* **Passage**
Begin

0

Installing python3-setuptools-39.2.0-10.el7.noarch.rpm file by sudo rpm -i command on Red Hat 7.6 without internet access produced an error with messages

/usr/bin/python3 is needed by python3-setuptools~~
python(abi) = 3.6 is needed by python3-setuptools~~

The RHEL7.6 system came with Python 2.7 and I installed Python 3.9.2 from the official Python.org source tgz file.

In the /usr/bin directory, there are files named python, python2, and python2.7 but not python3.

I don't understand why it requires python '3.6'

1
  • I also wonder what 'abi' stand for
    – user67275
    Mar 30, 2021 at 0:10

1 Answer 1

2

I also wonder what 'abi' stand for

I don't understand why it requires python '3.6'

ABI stands for Application binary interface and it is the reason why you can't install python3-setuptools package -- it was build with Python 3.6 so it can't be run with newer Python*. If you install Python 3.9 manually, you can't use system packages build with Python 3.6, you must install other Python modules manually too or install Python 3.6 from repositories, you can for example setup an offline local mirror with your subscription (this howto is for RHV, but similar approach will work for RHEL too, you can also check this customer portal article that explains how to create local repo using reposync).

End

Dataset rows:
Begin

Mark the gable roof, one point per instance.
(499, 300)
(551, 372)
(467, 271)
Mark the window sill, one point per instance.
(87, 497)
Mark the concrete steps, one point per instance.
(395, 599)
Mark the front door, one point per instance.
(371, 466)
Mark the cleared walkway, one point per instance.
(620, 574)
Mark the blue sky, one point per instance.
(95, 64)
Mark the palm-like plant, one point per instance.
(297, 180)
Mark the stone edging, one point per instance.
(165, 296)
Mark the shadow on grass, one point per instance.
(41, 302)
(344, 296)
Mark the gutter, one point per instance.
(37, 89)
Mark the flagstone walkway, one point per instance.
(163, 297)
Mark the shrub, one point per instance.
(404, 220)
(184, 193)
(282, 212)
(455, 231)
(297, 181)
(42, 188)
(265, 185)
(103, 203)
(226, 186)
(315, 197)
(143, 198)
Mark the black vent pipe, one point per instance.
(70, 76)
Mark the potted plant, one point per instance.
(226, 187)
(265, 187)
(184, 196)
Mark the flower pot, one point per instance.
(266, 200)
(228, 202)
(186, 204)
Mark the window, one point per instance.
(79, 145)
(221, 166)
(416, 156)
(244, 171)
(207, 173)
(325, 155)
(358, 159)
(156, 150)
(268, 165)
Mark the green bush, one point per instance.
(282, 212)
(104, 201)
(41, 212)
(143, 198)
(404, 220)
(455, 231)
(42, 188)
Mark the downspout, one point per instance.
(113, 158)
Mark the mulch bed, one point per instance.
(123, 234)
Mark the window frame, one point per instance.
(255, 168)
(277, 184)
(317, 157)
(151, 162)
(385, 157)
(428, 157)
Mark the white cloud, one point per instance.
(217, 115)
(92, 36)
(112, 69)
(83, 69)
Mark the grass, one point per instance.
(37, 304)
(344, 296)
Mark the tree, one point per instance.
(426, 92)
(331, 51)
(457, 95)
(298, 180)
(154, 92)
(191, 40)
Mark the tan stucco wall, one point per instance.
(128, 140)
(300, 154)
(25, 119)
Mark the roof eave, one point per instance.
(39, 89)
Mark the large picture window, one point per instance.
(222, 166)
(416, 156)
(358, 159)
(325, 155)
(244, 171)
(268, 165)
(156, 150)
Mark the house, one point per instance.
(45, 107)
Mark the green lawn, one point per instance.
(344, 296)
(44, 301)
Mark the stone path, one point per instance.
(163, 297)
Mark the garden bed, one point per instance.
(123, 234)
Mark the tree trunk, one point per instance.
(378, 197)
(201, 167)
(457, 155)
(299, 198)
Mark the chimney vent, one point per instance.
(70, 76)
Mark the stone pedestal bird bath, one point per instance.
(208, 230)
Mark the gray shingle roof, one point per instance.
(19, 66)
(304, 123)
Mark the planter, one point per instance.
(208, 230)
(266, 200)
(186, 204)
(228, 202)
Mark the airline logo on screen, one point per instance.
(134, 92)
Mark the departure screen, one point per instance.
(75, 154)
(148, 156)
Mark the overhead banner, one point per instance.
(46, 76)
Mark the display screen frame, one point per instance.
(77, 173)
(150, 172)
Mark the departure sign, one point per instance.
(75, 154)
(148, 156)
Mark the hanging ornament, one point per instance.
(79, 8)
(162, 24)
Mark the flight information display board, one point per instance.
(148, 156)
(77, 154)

End

* **Given problem A**
List every file that the setuptools installation post says is present in the /usr/bin directory.
* **Given problem B**
Render this sentence from the setuptools installation post in Spanish: "In the /usr/bin directory, there are files named python, python2, and python2.7 but not python3."
* **Given problem C**
According to the setuptools installation post, why can't the python3-setuptools package be installed on a system that has Python 3.9.2 built from source?

* **Final result A**
python, python2, python2.7

* **Final result B**
En el directorio /usr/bin hay archivos llamados python, python2 y python2.7, pero no python3.

* **Final result C**
The package was built with Python 3.6, so because of the application binary interface (ABI) it can't run with a newer Python. A manually installed Python 3.9 therefore can't use system packages built with Python 3.6.